--- Dataset records about object locations ---

══════

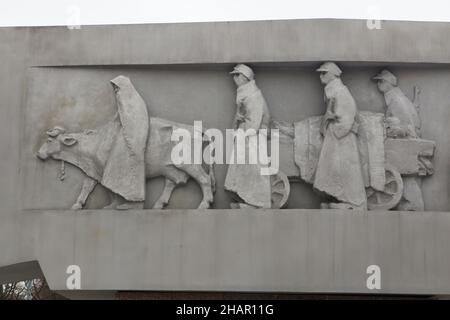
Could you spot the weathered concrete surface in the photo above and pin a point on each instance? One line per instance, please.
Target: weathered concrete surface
(230, 250)
(167, 70)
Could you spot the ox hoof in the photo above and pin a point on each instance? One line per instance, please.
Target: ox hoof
(77, 206)
(130, 206)
(204, 205)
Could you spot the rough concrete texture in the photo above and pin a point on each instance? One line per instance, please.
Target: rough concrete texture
(182, 73)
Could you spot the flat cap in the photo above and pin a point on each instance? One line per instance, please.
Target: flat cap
(387, 76)
(330, 67)
(244, 70)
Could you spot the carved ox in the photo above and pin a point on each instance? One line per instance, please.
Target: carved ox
(90, 150)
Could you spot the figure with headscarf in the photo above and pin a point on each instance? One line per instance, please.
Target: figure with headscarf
(402, 121)
(245, 180)
(339, 173)
(124, 173)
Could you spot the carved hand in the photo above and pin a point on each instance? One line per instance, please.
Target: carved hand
(77, 206)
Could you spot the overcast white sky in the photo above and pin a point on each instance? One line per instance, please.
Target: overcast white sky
(85, 12)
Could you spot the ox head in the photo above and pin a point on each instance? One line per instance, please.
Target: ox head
(57, 140)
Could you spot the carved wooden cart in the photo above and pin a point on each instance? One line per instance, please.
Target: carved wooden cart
(384, 160)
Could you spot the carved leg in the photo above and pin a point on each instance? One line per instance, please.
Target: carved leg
(204, 180)
(114, 202)
(88, 186)
(163, 200)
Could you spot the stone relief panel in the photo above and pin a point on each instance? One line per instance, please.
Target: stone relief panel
(351, 156)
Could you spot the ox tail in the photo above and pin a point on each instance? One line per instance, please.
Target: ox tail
(212, 177)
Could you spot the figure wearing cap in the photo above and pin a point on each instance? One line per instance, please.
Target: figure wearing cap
(339, 173)
(252, 112)
(402, 121)
(401, 115)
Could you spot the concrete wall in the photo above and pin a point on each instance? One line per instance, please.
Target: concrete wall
(181, 71)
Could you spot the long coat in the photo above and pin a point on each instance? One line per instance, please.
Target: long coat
(124, 172)
(246, 180)
(339, 172)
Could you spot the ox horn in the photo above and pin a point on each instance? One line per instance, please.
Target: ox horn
(55, 131)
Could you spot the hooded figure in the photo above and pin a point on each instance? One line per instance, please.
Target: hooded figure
(403, 121)
(339, 173)
(252, 113)
(124, 172)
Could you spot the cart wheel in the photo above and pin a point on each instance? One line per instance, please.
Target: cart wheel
(390, 196)
(280, 190)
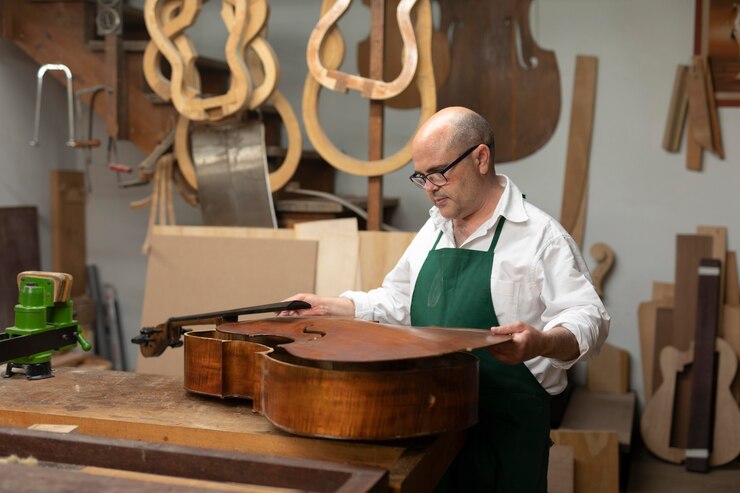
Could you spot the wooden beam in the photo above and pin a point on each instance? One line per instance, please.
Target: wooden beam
(376, 124)
(575, 189)
(196, 463)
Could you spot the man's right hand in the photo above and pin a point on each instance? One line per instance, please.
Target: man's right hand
(321, 305)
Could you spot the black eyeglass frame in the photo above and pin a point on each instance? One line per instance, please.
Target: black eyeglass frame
(420, 179)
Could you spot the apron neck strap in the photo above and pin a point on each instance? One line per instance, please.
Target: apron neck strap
(499, 227)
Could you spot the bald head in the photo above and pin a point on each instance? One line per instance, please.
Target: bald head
(455, 127)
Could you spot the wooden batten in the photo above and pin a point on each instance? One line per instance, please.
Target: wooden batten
(677, 110)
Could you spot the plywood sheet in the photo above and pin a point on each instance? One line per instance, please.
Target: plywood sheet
(596, 456)
(338, 254)
(575, 189)
(560, 469)
(189, 274)
(609, 371)
(68, 240)
(647, 323)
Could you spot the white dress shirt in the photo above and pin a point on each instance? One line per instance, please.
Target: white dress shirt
(539, 277)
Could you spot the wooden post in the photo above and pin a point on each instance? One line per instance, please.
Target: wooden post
(375, 147)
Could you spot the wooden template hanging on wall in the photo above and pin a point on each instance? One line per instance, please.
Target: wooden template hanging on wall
(717, 36)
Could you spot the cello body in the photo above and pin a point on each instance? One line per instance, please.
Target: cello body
(342, 378)
(499, 71)
(657, 418)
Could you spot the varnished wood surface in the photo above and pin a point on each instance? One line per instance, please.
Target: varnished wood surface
(156, 408)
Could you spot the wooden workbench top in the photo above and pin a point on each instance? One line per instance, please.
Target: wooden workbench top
(156, 408)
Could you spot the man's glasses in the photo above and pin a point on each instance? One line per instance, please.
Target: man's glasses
(438, 177)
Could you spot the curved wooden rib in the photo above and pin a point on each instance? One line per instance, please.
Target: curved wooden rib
(278, 178)
(336, 80)
(214, 108)
(393, 62)
(182, 152)
(270, 73)
(175, 18)
(604, 255)
(332, 52)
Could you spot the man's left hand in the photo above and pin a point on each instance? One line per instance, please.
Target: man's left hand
(526, 343)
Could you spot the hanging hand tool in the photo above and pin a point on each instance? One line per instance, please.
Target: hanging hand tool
(93, 91)
(71, 141)
(43, 323)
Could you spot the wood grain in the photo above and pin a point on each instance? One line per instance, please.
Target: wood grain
(68, 240)
(596, 456)
(609, 371)
(677, 110)
(575, 189)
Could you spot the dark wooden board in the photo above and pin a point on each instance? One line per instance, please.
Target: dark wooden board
(690, 249)
(703, 383)
(156, 408)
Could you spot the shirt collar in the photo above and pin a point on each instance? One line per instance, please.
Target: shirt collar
(511, 206)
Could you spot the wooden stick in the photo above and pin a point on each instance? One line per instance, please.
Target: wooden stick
(376, 124)
(712, 106)
(677, 111)
(116, 120)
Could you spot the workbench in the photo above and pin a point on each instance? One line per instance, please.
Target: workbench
(156, 409)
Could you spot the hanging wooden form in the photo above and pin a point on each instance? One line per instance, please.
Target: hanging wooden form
(393, 61)
(68, 237)
(331, 52)
(499, 71)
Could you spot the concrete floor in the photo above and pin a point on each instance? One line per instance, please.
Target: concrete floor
(649, 474)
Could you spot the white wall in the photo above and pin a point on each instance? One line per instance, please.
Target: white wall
(640, 196)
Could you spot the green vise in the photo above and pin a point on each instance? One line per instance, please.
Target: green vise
(43, 323)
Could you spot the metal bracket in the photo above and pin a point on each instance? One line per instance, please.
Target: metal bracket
(70, 108)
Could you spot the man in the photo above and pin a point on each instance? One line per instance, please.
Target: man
(488, 259)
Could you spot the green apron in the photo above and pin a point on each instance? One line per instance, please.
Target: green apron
(507, 451)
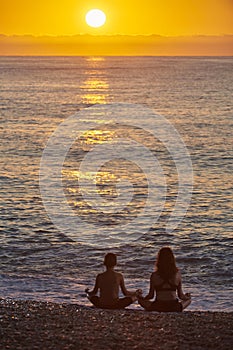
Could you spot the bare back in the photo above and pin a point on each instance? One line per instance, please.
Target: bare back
(109, 283)
(166, 290)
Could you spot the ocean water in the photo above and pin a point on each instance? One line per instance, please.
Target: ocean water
(37, 94)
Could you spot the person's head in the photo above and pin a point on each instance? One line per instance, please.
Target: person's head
(166, 263)
(110, 260)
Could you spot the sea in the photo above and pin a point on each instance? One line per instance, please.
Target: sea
(42, 260)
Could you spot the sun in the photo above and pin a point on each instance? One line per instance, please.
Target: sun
(95, 18)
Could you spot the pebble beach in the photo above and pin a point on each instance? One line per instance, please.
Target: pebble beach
(44, 325)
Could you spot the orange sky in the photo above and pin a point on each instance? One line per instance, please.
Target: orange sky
(165, 17)
(178, 25)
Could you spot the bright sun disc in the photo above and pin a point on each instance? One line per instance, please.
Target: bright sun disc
(95, 18)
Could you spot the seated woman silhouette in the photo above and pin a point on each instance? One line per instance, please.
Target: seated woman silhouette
(108, 283)
(166, 282)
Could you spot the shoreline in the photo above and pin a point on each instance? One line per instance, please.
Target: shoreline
(45, 325)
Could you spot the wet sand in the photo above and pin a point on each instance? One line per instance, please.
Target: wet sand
(41, 325)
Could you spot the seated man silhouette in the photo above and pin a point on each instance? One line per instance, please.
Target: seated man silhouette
(108, 284)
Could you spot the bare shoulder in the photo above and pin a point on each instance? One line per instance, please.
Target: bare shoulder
(119, 276)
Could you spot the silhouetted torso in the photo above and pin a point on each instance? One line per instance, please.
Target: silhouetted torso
(109, 283)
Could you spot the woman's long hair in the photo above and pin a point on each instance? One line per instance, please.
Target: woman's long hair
(166, 263)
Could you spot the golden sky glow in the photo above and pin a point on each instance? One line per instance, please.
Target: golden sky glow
(127, 17)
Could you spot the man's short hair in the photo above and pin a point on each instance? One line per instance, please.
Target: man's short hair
(110, 260)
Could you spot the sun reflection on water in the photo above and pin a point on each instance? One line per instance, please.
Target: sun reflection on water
(95, 86)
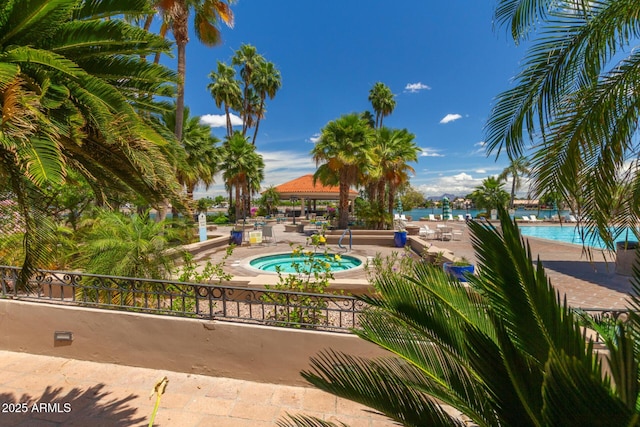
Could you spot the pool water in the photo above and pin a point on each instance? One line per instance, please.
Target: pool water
(285, 262)
(566, 234)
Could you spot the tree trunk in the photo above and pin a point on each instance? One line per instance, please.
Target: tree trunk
(228, 115)
(255, 132)
(513, 192)
(343, 218)
(181, 34)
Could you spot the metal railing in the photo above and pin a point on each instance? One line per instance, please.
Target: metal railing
(325, 312)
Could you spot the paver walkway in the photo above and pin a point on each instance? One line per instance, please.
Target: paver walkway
(92, 394)
(112, 395)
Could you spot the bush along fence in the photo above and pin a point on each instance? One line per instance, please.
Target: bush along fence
(272, 307)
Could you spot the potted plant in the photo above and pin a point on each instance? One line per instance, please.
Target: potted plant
(459, 268)
(236, 236)
(400, 238)
(434, 258)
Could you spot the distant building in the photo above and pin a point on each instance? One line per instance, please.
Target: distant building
(526, 203)
(10, 219)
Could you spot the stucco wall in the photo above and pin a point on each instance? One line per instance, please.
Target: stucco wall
(256, 353)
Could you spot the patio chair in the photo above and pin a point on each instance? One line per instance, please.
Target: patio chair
(446, 233)
(426, 232)
(269, 235)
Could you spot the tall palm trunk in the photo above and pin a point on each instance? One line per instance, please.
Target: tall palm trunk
(228, 115)
(343, 218)
(513, 192)
(255, 132)
(181, 34)
(380, 201)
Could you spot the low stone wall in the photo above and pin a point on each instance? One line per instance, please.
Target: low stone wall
(212, 242)
(220, 349)
(423, 247)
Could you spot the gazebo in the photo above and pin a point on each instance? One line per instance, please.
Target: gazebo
(303, 189)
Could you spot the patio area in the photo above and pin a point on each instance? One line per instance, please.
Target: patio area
(105, 394)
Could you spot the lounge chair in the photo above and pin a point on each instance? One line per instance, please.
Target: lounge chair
(268, 234)
(426, 232)
(446, 233)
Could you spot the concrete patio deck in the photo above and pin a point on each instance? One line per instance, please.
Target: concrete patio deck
(113, 395)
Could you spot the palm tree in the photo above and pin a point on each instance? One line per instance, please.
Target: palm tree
(248, 59)
(225, 90)
(128, 246)
(266, 81)
(68, 105)
(344, 149)
(201, 157)
(577, 99)
(207, 15)
(394, 149)
(504, 350)
(382, 101)
(490, 195)
(243, 169)
(516, 169)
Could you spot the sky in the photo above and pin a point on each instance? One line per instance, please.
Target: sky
(444, 61)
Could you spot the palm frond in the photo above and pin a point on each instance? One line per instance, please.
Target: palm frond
(304, 421)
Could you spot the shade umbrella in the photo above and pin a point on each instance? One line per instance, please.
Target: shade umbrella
(446, 209)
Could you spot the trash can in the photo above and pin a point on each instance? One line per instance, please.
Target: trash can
(626, 257)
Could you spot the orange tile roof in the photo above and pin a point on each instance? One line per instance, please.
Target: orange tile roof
(305, 184)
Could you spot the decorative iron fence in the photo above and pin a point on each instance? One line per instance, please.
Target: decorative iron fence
(325, 312)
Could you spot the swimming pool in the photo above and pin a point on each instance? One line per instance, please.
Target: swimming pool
(285, 262)
(566, 234)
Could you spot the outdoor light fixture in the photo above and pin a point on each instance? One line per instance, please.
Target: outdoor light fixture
(63, 336)
(293, 210)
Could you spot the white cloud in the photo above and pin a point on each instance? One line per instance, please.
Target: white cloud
(450, 118)
(219, 120)
(460, 184)
(430, 152)
(314, 138)
(416, 87)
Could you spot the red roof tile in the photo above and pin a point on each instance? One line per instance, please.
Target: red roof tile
(304, 185)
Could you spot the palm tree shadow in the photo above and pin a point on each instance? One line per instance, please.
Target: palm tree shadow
(597, 272)
(77, 407)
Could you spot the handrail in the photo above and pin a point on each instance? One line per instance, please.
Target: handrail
(350, 240)
(263, 306)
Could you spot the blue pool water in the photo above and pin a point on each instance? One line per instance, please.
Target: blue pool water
(567, 234)
(285, 261)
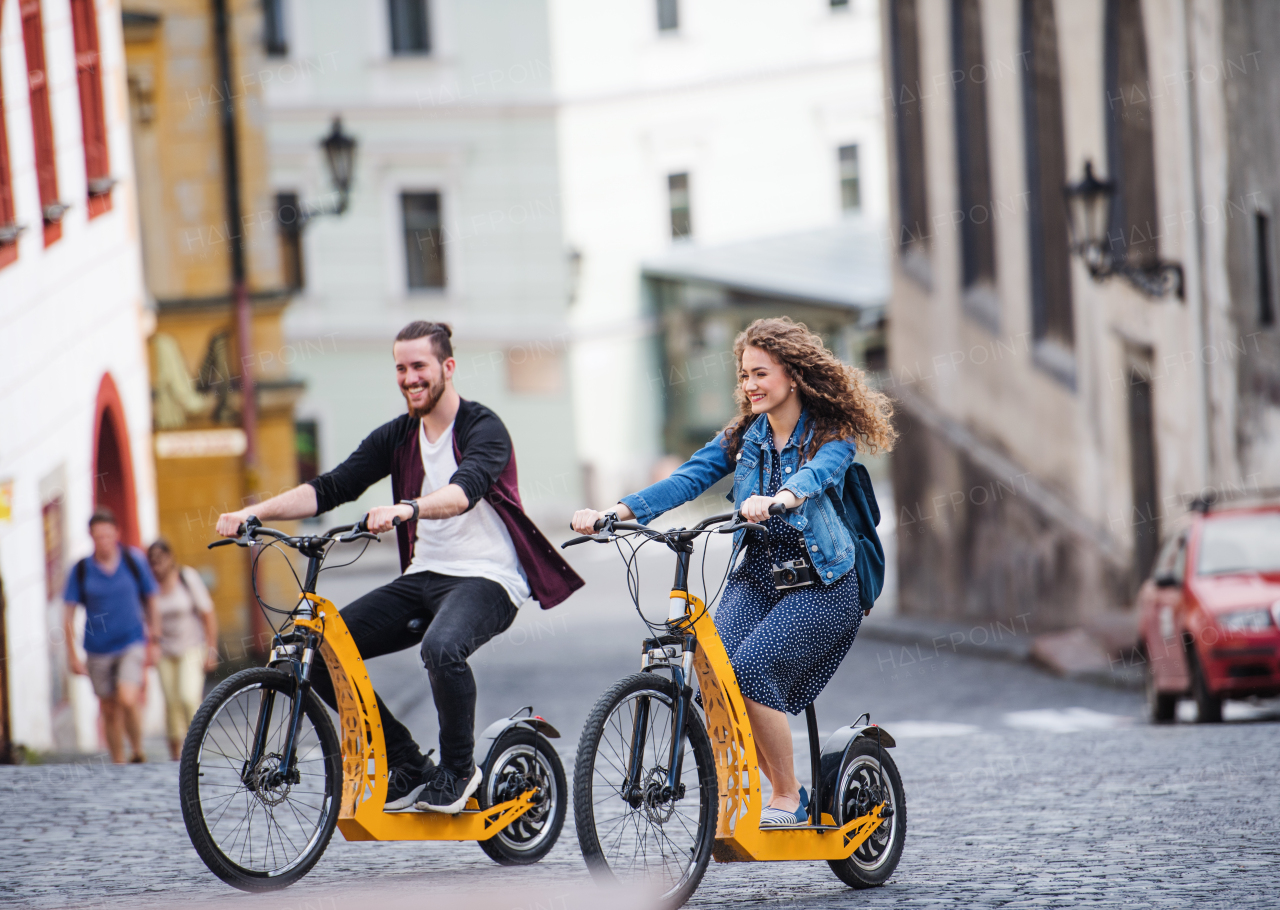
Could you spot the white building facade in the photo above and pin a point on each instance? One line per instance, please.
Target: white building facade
(735, 113)
(556, 145)
(74, 397)
(1059, 421)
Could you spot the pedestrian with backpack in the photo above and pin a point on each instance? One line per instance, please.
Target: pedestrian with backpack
(794, 604)
(117, 590)
(187, 640)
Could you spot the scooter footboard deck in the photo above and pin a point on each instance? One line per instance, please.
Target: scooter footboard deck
(796, 844)
(433, 826)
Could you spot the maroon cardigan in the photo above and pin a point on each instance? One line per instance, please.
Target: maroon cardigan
(487, 469)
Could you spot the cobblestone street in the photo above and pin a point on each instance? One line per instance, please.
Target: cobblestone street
(1023, 790)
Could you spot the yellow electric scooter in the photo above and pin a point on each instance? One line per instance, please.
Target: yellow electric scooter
(661, 789)
(265, 778)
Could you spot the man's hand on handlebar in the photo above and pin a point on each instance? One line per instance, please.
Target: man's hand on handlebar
(757, 508)
(229, 522)
(584, 520)
(382, 517)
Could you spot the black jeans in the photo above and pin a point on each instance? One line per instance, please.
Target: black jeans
(461, 614)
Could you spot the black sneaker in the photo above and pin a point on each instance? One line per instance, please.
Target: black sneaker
(448, 791)
(405, 782)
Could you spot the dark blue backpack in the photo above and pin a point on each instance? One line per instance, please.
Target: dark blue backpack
(862, 515)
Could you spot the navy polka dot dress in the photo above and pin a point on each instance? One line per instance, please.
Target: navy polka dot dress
(785, 645)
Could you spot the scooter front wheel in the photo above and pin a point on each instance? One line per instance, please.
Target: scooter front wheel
(632, 827)
(521, 760)
(256, 823)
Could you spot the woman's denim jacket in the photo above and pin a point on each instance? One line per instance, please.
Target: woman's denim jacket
(830, 542)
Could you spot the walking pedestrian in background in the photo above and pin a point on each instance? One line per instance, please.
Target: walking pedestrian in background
(187, 639)
(117, 590)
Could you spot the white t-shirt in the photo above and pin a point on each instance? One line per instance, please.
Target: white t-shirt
(472, 544)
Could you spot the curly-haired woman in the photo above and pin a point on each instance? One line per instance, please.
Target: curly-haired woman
(784, 645)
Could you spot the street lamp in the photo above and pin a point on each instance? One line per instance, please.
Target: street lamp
(339, 154)
(339, 151)
(1088, 211)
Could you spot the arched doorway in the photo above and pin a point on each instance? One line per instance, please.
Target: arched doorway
(113, 463)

══════

--- AIM OF THE TASK ---
Extract every line from the one containing "Could you spot the woman's denim" to the end of the entries, including both of those lines, exactly as given and with nothing added.

--- TASK RESULT ---
Could you spot the woman's denim jacket in the photo above and pin a point on each instance? One line per instance, please.
Target: woman's denim jacket
(830, 542)
Could you spot the walking pedestrian in background in the photo above and pin a point on each instance? One line per instance, please.
Target: walking pedestrian in background
(187, 639)
(117, 590)
Could you spot the white t-shirt in the photo above and pin a point on each instance? One line per instance, please.
Target: white t-shirt
(472, 544)
Could you spot the curly-haired woman in the photo above and pin a point on each instance? One line per instance, please.
Target: curly-haired woman
(784, 645)
Could you spot the street lamp in the photo above and pin a point on each instance? One line per instance, please.
Target: street lamp
(339, 154)
(339, 151)
(1088, 211)
Could you spot the arched doorway in the photo above and pin a point on each instance? One line per instance, please.
Target: arched doorway
(113, 463)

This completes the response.